Supplied records:
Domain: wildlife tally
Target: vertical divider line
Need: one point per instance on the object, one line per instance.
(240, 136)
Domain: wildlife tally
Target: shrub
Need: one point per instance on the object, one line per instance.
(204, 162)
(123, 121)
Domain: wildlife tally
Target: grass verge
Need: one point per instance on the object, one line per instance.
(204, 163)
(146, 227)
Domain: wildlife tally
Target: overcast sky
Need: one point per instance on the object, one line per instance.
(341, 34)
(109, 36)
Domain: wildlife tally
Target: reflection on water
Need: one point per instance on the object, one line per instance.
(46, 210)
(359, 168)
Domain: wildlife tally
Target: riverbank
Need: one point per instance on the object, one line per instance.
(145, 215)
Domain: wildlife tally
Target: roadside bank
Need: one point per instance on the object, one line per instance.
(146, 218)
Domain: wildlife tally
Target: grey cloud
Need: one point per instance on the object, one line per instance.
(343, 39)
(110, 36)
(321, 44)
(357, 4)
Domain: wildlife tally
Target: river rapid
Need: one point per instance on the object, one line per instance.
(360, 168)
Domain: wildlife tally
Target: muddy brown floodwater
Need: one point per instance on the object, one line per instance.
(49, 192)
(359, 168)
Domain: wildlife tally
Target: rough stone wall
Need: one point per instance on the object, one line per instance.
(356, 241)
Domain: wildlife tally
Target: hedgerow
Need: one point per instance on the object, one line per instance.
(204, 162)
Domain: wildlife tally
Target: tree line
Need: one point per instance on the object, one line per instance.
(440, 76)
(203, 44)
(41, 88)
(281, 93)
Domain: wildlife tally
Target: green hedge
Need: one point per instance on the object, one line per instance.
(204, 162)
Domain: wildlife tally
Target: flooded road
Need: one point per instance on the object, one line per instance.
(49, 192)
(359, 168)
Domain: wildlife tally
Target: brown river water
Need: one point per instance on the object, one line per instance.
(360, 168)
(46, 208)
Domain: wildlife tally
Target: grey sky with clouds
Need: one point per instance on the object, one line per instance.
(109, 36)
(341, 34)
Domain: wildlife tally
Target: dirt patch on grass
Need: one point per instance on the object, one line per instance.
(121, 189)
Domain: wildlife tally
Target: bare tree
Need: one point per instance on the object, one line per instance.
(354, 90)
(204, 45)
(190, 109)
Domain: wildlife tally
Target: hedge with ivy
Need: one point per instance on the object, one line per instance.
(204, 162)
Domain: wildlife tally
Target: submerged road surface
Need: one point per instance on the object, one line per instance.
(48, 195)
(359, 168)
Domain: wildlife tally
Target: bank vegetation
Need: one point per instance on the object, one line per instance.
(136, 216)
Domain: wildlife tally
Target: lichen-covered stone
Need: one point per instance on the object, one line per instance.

What you are asked to do: Please tally the lines of the data in which the string "stone" appears and write only the total.

Solution below: 2